- _Do this_:
Retype the material below. Keep every word exactly as it is.

- _Provided records_:
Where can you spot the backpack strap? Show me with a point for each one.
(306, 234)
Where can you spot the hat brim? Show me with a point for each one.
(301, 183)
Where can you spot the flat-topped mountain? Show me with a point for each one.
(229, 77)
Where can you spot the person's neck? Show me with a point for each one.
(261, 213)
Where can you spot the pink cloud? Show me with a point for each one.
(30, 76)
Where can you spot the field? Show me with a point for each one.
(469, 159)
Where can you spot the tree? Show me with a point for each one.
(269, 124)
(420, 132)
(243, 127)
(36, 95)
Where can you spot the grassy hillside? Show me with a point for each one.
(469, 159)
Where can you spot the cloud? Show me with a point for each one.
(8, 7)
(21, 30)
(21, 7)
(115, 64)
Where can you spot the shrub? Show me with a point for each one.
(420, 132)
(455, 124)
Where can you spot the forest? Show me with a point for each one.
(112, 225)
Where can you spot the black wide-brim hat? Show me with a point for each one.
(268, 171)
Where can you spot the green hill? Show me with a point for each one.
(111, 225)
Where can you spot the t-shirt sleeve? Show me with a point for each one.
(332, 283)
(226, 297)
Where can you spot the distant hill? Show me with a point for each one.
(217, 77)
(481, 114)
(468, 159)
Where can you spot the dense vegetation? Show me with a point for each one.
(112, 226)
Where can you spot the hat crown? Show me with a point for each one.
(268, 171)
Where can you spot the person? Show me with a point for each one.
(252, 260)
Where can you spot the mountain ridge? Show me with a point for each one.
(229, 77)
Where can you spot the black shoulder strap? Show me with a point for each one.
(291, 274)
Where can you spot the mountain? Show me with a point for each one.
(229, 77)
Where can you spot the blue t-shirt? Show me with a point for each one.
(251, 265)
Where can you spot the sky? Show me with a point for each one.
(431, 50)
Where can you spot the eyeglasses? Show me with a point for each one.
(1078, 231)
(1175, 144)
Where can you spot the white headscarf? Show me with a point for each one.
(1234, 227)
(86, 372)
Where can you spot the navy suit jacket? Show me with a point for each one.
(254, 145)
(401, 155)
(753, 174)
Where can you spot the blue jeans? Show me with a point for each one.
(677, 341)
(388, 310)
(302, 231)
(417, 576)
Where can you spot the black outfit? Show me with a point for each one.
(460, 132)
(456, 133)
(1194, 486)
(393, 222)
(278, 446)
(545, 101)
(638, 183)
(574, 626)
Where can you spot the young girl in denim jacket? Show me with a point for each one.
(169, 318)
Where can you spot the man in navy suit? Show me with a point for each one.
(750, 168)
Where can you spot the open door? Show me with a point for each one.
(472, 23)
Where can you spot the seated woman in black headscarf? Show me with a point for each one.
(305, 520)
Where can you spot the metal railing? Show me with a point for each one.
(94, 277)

- _Complete response_:
Where can you spot the backpack strap? Show me with a point for each one.
(306, 234)
Where can you spot the hat brim? Show me with a point for each one.
(301, 183)
Where can you spot the flat-topped mountain? Show me with a point for each one.
(229, 77)
Where can you spot the person's neck? Show me with a point for each one.
(261, 213)
Where can you spot the pink cloud? Show me with a point for each one.
(30, 76)
Where can you spot the field? Show me with a point for each one.
(469, 159)
Where can you spot the tree? Show me with a point for each one.
(269, 124)
(420, 132)
(243, 127)
(36, 95)
Where can you spot the grassy hillside? Show me with a point for each one.
(469, 159)
Where can you spot the cloud? Show me with a point for each one.
(8, 7)
(21, 30)
(21, 7)
(115, 64)
Where can you spot the shrub? Show me with a point for each one.
(420, 132)
(455, 124)
Where can you spot the forest? Show me with a point for each one.
(112, 225)
Where can you spot the black wide-brim hat? Show me with a point for each one.
(268, 171)
Where can you spot the green hill? Show me with a point for each one.
(111, 225)
Where can you spot the t-shirt sleeve? Show me with a point for each one.
(332, 283)
(226, 297)
Where can you spot the distant hill? Show me with a point for each one.
(217, 77)
(481, 114)
(468, 159)
Where can you spot the dense vegetation? Show me with a point for each one.
(112, 226)
Where can you spot the hat crown? Show me with a point for each one.
(268, 171)
Where can you spot the person? Show me with a point for each one.
(252, 260)
Where can you spot the mountain ridge? Show me with a point for each one.
(229, 77)
Where can you spot the black shoulder strap? Show me with a point for each one.
(291, 274)
Where can you spot the mountain? Show me with a point for each one.
(229, 77)
Where can you spot the blue t-shirt? Show me with a point for each one.
(251, 265)
Where can you spot the sky? Show me with a point for each one.
(431, 50)
Where can you spot the eyeglasses? Show me with a point for each one.
(1078, 231)
(1175, 144)
Where can you spot the white headscarf? Show me with a point for each one.
(1234, 227)
(86, 372)
Where can you spot the navy suit jacket? Show me with a point for each one.
(254, 145)
(401, 155)
(753, 174)
Where can you spot the blue jeans? Show me with a point for each one.
(677, 341)
(388, 310)
(302, 231)
(417, 576)
Where can you spot the black outfit? Show me with a point for each one.
(460, 132)
(456, 133)
(1194, 486)
(393, 222)
(278, 446)
(545, 101)
(638, 183)
(574, 626)
Where can you spot the young girl in denim jacket? Show me with a point for each one.
(169, 318)
Where can you spot the man in navy suit? Show me with a point for each one.
(750, 168)
Where can you spot the open door? Show me with a point for each one.
(472, 23)
Where can you spot the seated woman in black headscarf? Show me with a point for each one.
(305, 520)
Where can you spot the metal railing? Show me with a point for each one.
(94, 277)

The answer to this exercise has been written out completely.